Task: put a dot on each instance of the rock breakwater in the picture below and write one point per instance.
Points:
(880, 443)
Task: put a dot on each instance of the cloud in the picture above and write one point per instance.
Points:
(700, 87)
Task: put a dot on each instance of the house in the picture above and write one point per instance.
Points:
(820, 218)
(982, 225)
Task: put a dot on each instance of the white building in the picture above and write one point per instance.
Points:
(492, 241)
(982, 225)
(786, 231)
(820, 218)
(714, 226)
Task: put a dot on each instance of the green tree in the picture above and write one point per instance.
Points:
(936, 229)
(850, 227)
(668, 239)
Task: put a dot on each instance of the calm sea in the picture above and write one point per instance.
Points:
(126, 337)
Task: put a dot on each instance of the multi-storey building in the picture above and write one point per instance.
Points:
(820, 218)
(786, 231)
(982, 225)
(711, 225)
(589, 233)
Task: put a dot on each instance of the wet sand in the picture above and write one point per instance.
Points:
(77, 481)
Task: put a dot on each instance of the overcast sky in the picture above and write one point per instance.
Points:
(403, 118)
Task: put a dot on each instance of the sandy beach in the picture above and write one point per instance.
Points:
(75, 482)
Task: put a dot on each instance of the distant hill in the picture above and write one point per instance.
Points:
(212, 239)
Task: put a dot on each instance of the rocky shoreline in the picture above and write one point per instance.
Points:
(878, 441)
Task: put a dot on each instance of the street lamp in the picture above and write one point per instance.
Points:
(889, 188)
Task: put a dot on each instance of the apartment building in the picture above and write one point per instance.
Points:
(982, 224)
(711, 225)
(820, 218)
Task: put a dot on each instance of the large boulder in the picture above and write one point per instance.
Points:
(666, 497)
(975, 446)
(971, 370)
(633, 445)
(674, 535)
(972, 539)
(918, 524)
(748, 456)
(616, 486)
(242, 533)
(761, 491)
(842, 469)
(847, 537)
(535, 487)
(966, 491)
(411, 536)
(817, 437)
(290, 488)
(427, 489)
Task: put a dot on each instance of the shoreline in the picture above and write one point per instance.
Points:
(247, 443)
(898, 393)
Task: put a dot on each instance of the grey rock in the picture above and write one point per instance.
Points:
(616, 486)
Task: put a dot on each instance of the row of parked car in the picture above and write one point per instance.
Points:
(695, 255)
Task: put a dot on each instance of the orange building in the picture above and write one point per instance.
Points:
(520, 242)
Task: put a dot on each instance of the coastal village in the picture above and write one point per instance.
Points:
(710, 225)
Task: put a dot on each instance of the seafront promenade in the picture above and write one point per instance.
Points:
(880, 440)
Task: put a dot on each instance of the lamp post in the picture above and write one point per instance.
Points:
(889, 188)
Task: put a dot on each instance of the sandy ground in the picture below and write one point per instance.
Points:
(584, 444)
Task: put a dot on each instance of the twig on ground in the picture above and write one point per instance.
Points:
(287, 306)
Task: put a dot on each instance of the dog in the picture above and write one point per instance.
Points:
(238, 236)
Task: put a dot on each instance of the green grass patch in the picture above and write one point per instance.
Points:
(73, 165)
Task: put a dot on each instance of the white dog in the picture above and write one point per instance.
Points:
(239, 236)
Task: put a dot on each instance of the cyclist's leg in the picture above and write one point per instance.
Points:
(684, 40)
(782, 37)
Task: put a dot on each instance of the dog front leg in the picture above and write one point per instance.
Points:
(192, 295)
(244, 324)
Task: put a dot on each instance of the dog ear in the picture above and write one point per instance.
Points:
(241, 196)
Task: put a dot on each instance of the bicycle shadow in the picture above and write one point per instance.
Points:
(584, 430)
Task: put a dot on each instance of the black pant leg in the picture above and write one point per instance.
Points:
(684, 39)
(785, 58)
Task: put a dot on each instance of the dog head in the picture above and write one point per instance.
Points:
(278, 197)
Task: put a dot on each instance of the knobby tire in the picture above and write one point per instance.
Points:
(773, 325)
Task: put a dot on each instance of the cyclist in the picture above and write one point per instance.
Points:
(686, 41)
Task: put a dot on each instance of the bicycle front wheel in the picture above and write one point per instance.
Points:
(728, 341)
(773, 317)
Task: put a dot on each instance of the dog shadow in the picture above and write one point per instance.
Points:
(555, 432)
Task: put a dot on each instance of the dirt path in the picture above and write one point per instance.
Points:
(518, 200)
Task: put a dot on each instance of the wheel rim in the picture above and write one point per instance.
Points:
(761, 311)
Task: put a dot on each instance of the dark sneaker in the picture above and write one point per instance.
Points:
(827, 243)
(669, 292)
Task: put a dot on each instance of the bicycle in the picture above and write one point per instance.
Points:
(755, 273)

> [Short exercise] Render the listing above as a two-column CSV with the header task,points, where each line starting with "Task:" and the points listed under it make up one row. Quote every field, and turn any line breaks inside a field into spaces.

> [Task result]
task,points
"Task: put a dot on each instance of the rock breakwater in the picture below and write one point per instance. Points:","(880, 443)"
"Task: put a dot on each instance of the cloud in the picture above and write one point per instance. Points:","(700, 87)"
"Task: put a dot on each instance of the house in the picture above and write one point per instance. Points:","(820, 218) (982, 225)"
"Task: put a dot on each instance of the white building in the picture above and write one point per instance. Points:","(492, 241) (982, 225) (786, 231) (820, 218) (714, 226)"
"Task: put a dot on each instance of the green tree in the picture above and write one point per instance. Points:","(936, 229) (850, 227) (668, 239)"
"Task: put a dot on each instance of the calm sea in the picture above and write one point per instance. Points:","(126, 337)"
"Task: put a dot on each instance of the multi-storey building in the picture above and write one point per instance. Points:","(820, 218) (786, 231) (982, 225) (711, 225) (589, 233)"
"Task: put a dot on each instance of the wet sand in the picture above and write one point per instance. Points:","(77, 481)"
"Task: put a dot on each instance of the overcast sky in the picture above and write one point per instance. Points:","(403, 118)"
"Task: put a dot on each instance of the sandy beach in the picture above and write one point per instance. Points:","(75, 482)"
"Task: put a dot on each instance of the distant hill in the picture above and write one point per instance. Points:","(212, 239)"
"Task: put a dot on each instance of the rocky shoreline in the picture above and write one point per instance. Points:","(878, 441)"
"Task: put a dot on each instance of the street lamp in the picture above and write one point per instance. Points:","(889, 188)"
"Task: put a dot on each instance of the apartment building in the picture above and write one point per instance. Points:","(982, 224) (711, 225) (820, 218)"
"Task: put a dot on each instance of the large boulder in the picture above and write one point per instance. Points:","(666, 497) (975, 446) (971, 370) (633, 445) (674, 535) (972, 539) (918, 524) (748, 456) (616, 486) (242, 533) (761, 491) (842, 469) (847, 537) (535, 487) (966, 491) (411, 536) (817, 437) (290, 488) (427, 489)"
"Task: put a dot on each instance of the shoreline in the picture above and write one point per instance. Points:","(247, 443) (898, 393)"
"Task: put a dot on each instance of the grey rock in the picture above and write one point per instance. Points:","(616, 486)"
"Task: put a dot on each instance of the row of parked car in the picture above and write one point per instance. Points:","(695, 255)"
"Task: put a dot on each instance of the orange building in the picture above and write one point per instance. Points:","(520, 242)"
"Task: put a dot on each instance of the coastal village in the picture above and write one point per instance. Points:","(710, 225)"
"Task: put a dot on each instance of the seafront promenade in the picture above and write one point per instance. Points:","(880, 440)"
"Task: put a dot on each instance of the lamp post in the picture above and write one point per instance. Points:","(889, 188)"
"Task: put a dot on each instance of the sandy ground in the picture below and write one point per instance. Points:","(584, 444)"
"Task: put a dot on each instance of the twig on ground in the picture above and write one point per instance. Points:","(287, 306)"
"Task: put a dot on each instance of the dog in the picture above and write one point per instance. Points:","(238, 236)"
"Task: put a dot on each instance of the green grass patch in the picture above and write one point per instance. Points:","(73, 165)"
"Task: put a dot on each instance of the white dog in the picture above and write one point per instance. Points:","(239, 236)"
"Task: put a dot on each instance of the cyclist's leg in the picture above and write one point per instance. Points:","(684, 40) (782, 37)"
"Task: put a dot on each instance of the dog front leg in the picture above and write one point per instance. Points:","(192, 295) (244, 324)"
"Task: put a dot on each instance of the dog ear in the picture above and write one point per instance. Points:","(241, 196)"
"Task: put a dot on each instance of the bicycle shadow in the picture above and write one point per instance. Points:","(584, 430)"
"Task: put a dot on each instance of the black pant leg in the picture above and write one point per instance. Points:","(684, 39) (785, 58)"
"Task: put a dot on each instance of the dog head in the picture above and write one point per instance. Points:","(278, 197)"
"Task: put a dot on each instance of the knobby tire in the picture above and write one point per instance. Points:","(773, 325)"
"Task: put a dot on each instance of the cyclist in the picture above and write one point per instance. Points:","(686, 41)"
"Task: put a dot on each instance of the bicycle front wheel in the picture above and write one point per instance. Points:","(728, 341) (773, 317)"
"Task: put a dot on each instance of the dog shadow in the picture above and write one point per instance. Points:","(555, 432)"
"Task: put a dot on each instance of the dirt path in the picture above and write one point per instance. Points:","(518, 200)"
"Task: put a dot on each instance of the wheel rim in the picture above and write one point per instance. Points:","(761, 311)"
"Task: put a dot on each instance of the dark sneaker in the picture above and write one point per instance. Points:","(827, 243) (669, 292)"
"Task: put a dot on each instance of the bicycle in the picture above and write one point per instance. Points:","(755, 273)"